James W. Wilson, pro se.

George J. Long, U.S. Atty., James H. Barr, Asst. U.S. Atty., Louisville, Ky., for respondent-appellee.

Before PHILLIPS, Chief Judge, PECK, Circuit Judge, and CECIL, Senior Circuit Judge.


Petitioner-appellant perfected this appeal from an order of the district court denying relief under a motion filed pursuant to 28 U.S.C. 2255. Petitioner-appellant alleges that four previous convictions considered by the district court in the determination of the 1967 sentence imposed following a plea of guilty and presently under attack were constitutionally invalid under Gideon v. Wainwright, 372 U.S. 335, 83 S. Ct. 792, 9 L. Ed. 2d 799 (1963), because they were imposed in proceedings in which he was not represented by counsel, and argues that the present sentence therefore is invalid under United States v. Tucker, 404 U.S. 443, 92 S. Ct. 589, 30 L. Ed. 2d 592 (1973). The district court, in denying the present motion, held Tucker to be without application because therein there had been a prior adjudication as to the constitutionality of the prior convictions, while herein no such adjudication has been made.

Two of the previous convictions which appellant contends were unconstitutional under Gideon, supra, were for Dyer Act violations and were entered in the United States District Court for the Eastern District of North Carolina in 1952 and in the United States District Court for the Northern District of Mississippi in 1960. However, in both instances the record clearly establishes that he made a knowing and intelligent waiver of the right to counsel, and a collateral attack on those convictions on that ground will not be entertained on the sole basis of an attempted refutation of the record by bare allegation. In reaching this conclusion we are not unmindful of such decisions as those in the Fifth Circuit in Craig v. Beto, 458 F.2d 1131 (1972), and Mitchell v. United States, 482 F.2d 289 (1973), holding that when a habeas corpus or Section 2255 petitioner challenges the constitutionality of a previous conviction, evidence of which has been received for impeachment or enhancement of sentence purposes, on Gideon v. Wainwright grounds, a burden of proving the participation of defense counsel or of intelligent waiver is imposed upon the prosecution. Instead, we prefer the logic of an earlier Fifth Circuit opinion which stated:

'The convictions mentioned have been of record for a number of years, yet the record before us does not disclose that any attack has ever been made upon those convictions. Except for the assertions of Loper the record fails to furnish any conclusive information as to the facts and circumstances surrounding his former convictions. So far as the record before us reveals, there are outstanding, unchallenged, state court convictions of felonies in the States of Mississippi and Tennessee . . .. If the convictions possessed the infirmities which Loper claims, he has failed to make any effort to set them aside for over 30 years. No one else could have done so. Surely such an attack was available to him in view of the retroactive application of the Gideon decision which was decided over six years prior to the hearing under review.'1 1 Loper v. Beto, 440 F.2d 934, 037 (3 Cir. 1971).

The exercise
Reproduce the passage of the appeal opinion above word for word, starting at "George J. Long, U.S." and ending after "Senior Circuit Judge.".

Provided data
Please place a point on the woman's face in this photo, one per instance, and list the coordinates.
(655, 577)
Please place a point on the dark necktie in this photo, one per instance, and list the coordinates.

Solution to the problem
George J. Long, U.S. Atty., James H. Barr, Asst. U.S. Atty., Louisville, Ky., for respondent-appellee.

Before PHILLIPS, Chief Judge, PECK, Circuit Judge, and CECIL, Senior Circuit Judge.